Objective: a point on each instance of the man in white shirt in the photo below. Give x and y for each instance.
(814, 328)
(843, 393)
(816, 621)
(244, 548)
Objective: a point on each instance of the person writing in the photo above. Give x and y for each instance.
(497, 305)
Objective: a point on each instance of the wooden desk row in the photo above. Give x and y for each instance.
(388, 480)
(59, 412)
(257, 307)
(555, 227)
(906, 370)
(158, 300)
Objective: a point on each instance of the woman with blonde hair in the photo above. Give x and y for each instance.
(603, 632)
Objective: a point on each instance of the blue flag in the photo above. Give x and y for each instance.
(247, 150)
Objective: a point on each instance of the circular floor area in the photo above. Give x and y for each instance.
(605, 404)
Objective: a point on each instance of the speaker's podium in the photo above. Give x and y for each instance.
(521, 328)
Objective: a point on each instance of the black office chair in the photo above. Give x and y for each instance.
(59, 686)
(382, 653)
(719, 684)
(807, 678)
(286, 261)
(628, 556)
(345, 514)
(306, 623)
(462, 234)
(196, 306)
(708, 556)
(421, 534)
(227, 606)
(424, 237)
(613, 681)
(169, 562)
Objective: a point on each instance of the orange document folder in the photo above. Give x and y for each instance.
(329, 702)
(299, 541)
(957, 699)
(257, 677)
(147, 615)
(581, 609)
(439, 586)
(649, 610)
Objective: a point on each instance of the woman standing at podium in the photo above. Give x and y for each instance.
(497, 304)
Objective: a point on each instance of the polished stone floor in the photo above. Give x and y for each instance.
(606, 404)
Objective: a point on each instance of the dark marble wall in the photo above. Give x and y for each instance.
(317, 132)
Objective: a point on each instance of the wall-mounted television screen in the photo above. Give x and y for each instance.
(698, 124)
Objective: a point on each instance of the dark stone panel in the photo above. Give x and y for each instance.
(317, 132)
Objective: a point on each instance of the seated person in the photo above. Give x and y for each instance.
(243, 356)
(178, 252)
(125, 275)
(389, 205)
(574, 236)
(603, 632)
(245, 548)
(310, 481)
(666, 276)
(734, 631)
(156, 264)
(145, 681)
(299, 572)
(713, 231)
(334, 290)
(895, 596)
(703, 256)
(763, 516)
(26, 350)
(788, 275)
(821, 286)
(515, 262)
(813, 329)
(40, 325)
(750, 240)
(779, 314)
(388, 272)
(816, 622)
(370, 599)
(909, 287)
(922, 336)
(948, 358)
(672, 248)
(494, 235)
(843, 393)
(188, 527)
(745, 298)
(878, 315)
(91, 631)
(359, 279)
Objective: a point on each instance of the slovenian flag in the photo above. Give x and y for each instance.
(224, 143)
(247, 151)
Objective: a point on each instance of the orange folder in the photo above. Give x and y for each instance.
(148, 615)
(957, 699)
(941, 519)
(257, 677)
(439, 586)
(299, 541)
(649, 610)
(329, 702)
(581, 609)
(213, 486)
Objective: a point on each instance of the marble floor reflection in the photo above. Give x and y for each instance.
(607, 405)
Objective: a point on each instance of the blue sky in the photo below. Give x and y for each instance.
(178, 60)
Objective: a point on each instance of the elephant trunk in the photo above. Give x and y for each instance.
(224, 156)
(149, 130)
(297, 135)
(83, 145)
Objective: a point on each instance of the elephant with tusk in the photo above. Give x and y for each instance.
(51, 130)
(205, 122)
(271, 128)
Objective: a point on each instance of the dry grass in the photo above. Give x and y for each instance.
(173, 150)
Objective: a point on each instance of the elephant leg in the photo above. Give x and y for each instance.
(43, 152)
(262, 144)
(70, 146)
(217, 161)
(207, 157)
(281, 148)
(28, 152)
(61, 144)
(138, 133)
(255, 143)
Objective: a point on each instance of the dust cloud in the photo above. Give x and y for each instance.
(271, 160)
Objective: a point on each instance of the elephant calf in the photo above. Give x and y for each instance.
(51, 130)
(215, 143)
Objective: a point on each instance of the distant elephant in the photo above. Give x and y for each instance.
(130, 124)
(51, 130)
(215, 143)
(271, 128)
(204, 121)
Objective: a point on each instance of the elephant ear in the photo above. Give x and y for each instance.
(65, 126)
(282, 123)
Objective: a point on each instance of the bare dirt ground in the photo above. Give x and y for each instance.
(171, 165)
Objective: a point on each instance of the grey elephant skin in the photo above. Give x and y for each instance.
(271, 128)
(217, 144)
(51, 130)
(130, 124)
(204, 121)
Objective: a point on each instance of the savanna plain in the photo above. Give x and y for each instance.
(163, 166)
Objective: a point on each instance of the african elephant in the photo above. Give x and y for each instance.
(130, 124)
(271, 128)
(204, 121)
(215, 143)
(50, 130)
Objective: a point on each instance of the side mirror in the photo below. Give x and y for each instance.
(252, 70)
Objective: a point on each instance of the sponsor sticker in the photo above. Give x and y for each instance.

◆ Exercise:
What is needed here is an exact reproduction of all the entries.

◆ Written solution:
Objective: a point on each instance of the man in white shirt in the photo below. Give x and y for each instance.
(814, 328)
(843, 393)
(816, 621)
(244, 548)
Objective: a point on each instance of the person writing in the photo above. Give x and y for each instance.
(497, 305)
Objective: a point on each instance of the wooden desk row in the photo above. Give x and y for each instance.
(388, 480)
(59, 412)
(257, 307)
(555, 227)
(906, 370)
(158, 300)
Objective: a point on each instance of the woman with blonde hair in the photo above. Give x and y for each instance.
(603, 632)
Objective: a point on each instance of the blue flag in the photo above. Give x and y for each instance.
(247, 150)
Objective: a point on each instance of the circular floor area in the photo above. Give x and y for each instance.
(605, 404)
Objective: a point on each instance of the speaker's podium in the photo above. Give x and y for each instance.
(521, 328)
Objective: a point on each instance of the black office chair in the photo above. Give x and y for each instance.
(59, 686)
(382, 653)
(719, 684)
(807, 678)
(286, 261)
(628, 556)
(345, 514)
(306, 623)
(462, 234)
(196, 306)
(708, 556)
(421, 534)
(227, 606)
(424, 237)
(613, 681)
(169, 562)
Objective: a point on each instance of the orange document folder in the photo above. Give x and y for each instance.
(329, 702)
(299, 541)
(957, 699)
(257, 677)
(147, 615)
(581, 609)
(439, 586)
(649, 610)
Objective: a point on each instance of the woman standing at podium in the photo above. Give x and y for each instance.
(497, 304)
Objective: a point on each instance of the polished stone floor in the photo above. Give x and y for each instance.
(606, 404)
Objective: a point on each instance of the dark marble wall in the photo above. Give x and y for each instance.
(317, 132)
Objective: a point on each instance of the wall-mounted television screen in the photo above. Give x and y for each instance.
(698, 124)
Objective: a point on each instance of the dark stone panel in the photo above. Give x and y for each instance.
(317, 132)
Objective: a point on each instance of the seated person in the photo above. Give x and y for each instance.
(243, 356)
(178, 252)
(125, 275)
(389, 205)
(574, 236)
(603, 632)
(245, 548)
(310, 481)
(666, 276)
(734, 631)
(156, 264)
(145, 681)
(299, 572)
(713, 231)
(334, 290)
(895, 596)
(703, 256)
(763, 516)
(26, 350)
(788, 275)
(821, 286)
(515, 262)
(813, 329)
(40, 325)
(750, 240)
(779, 314)
(388, 272)
(816, 622)
(370, 599)
(909, 287)
(922, 336)
(948, 358)
(672, 248)
(494, 235)
(843, 393)
(188, 527)
(745, 298)
(878, 315)
(91, 631)
(359, 279)
Objective: a point on each instance of the slovenian flag in the photo above. Give x and y for each instance.
(224, 143)
(247, 151)
Objective: a point on each instance of the orange folder in the photo above. Give x and y for each instance.
(148, 615)
(957, 699)
(941, 519)
(257, 677)
(439, 586)
(299, 541)
(649, 610)
(329, 702)
(581, 609)
(213, 486)
Objective: a point on each instance of the marble floor reflection in the photo above. Give x and y for each instance.
(607, 405)
Objective: a point on each instance of the blue sky in the photo below. Give x and y for each instance.
(178, 60)
Objective: a point on each instance of the elephant trunk in the photo above. Give x and y for each instance.
(224, 156)
(149, 130)
(297, 135)
(83, 145)
Objective: a point on each instance of the elephant with tusk in the photo above. Give x and y for each instance.
(51, 130)
(205, 122)
(271, 128)
Objective: a point on each instance of the dry grass in the photo above. Give x and y for each instance.
(173, 150)
Objective: a point on each instance of the elephant leg in the photo above. Give x and y for each instance.
(43, 152)
(262, 144)
(70, 146)
(217, 161)
(207, 157)
(281, 148)
(28, 152)
(61, 144)
(138, 133)
(255, 143)
Objective: a point on each instance of the dust cloud in the photo above. Give x and y for each instance.
(271, 160)
Objective: a point on each instance of the elephant calf in the photo above. Give x and y for each instance.
(51, 130)
(215, 143)
Objective: a point on each instance of the distant elephant in the photo above. Give x and y for each instance.
(130, 124)
(51, 130)
(215, 143)
(271, 128)
(204, 121)
Objective: a point on each instance of the elephant ear in the photo above. Give x and y for each instance.
(65, 126)
(282, 123)
Objective: a point on each instance of the bare dirt ground in the photo above. Give x and y for each instance.
(171, 165)
Objective: a point on each instance of the grey elephant skin in the photo above. Give x and y for each instance.
(271, 128)
(217, 144)
(51, 130)
(130, 124)
(204, 121)
Objective: a point on each instance of the savanna plain in the photo above. Give x and y for each instance.
(163, 166)
Objective: a point on each instance of the african elephant in the photo above. Give x and y for each instance.
(130, 124)
(271, 128)
(204, 121)
(215, 143)
(50, 130)
Objective: a point on each instance of the side mirror in the photo below. Give x and y for each instance.
(252, 70)
Objective: a point on each instance of the sponsor sticker in the photo above. Give x and y for each instance.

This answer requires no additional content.